Labeled-object pointing entries:
— START —
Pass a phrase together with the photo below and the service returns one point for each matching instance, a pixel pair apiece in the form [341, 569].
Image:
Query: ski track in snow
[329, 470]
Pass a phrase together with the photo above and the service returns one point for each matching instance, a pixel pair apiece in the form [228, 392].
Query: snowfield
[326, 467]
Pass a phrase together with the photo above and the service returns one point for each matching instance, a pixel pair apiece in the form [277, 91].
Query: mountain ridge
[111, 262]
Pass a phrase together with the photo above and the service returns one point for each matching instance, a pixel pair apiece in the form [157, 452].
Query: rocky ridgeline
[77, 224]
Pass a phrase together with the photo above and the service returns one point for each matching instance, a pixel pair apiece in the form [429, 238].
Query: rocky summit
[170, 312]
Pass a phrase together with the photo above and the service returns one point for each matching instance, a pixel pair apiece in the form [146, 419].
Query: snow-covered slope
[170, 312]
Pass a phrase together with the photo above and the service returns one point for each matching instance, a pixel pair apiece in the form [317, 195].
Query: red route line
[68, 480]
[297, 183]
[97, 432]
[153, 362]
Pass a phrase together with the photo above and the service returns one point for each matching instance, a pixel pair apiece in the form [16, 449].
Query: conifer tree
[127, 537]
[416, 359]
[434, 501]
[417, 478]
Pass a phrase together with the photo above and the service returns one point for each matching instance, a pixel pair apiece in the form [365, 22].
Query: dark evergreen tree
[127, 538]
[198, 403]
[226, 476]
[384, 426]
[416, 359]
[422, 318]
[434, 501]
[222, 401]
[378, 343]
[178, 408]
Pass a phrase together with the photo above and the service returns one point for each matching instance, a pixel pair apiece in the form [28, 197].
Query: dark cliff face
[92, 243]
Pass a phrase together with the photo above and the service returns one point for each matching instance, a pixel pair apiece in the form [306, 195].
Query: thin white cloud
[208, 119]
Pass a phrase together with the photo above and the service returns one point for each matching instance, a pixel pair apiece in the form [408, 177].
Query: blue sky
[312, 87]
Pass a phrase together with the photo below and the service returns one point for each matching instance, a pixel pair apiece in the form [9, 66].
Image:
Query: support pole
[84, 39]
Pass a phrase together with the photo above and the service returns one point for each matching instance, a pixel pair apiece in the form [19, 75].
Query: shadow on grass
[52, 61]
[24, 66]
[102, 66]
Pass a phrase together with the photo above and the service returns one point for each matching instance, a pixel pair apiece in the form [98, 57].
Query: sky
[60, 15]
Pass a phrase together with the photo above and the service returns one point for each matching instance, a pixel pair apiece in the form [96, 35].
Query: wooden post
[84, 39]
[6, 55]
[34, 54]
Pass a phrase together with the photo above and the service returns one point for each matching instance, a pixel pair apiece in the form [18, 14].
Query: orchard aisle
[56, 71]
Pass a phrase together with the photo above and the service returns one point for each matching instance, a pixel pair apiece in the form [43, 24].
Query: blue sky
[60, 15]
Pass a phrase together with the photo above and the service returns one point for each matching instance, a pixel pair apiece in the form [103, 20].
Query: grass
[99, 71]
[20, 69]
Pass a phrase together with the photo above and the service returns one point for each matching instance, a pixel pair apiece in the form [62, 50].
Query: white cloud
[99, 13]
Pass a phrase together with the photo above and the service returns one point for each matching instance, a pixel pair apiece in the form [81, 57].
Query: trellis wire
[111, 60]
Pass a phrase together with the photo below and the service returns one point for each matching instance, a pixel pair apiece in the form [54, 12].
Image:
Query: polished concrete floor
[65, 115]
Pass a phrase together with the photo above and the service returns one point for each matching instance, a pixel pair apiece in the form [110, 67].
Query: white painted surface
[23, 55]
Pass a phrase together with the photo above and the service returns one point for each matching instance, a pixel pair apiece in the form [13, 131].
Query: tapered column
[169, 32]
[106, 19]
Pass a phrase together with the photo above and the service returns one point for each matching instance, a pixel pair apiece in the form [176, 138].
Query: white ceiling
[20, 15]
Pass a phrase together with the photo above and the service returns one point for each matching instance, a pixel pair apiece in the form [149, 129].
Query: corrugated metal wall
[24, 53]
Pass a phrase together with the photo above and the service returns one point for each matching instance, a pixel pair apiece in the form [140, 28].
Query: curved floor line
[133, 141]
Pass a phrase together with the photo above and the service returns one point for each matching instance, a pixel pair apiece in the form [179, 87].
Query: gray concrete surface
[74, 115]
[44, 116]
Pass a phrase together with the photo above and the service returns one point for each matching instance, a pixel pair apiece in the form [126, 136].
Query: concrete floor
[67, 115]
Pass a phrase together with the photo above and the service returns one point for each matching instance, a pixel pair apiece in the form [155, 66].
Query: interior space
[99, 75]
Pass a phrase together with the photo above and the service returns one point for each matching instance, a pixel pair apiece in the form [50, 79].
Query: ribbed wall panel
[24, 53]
— END —
* _Exercise brief_:
Retype the data above, everything from the line containing "form [155, 66]." down to the end of the data, with both ends included.

* _Final result_:
Pass a phrase together with the photo above and the service returns one point for each matching instance, a pixel pair apiece in the form [155, 66].
Query: interior space
[99, 75]
Pass a phrase together with the photo above and the service returns one point for each matching instance, a pixel pair apiece in the form [50, 79].
Query: ribbed wall panel
[24, 53]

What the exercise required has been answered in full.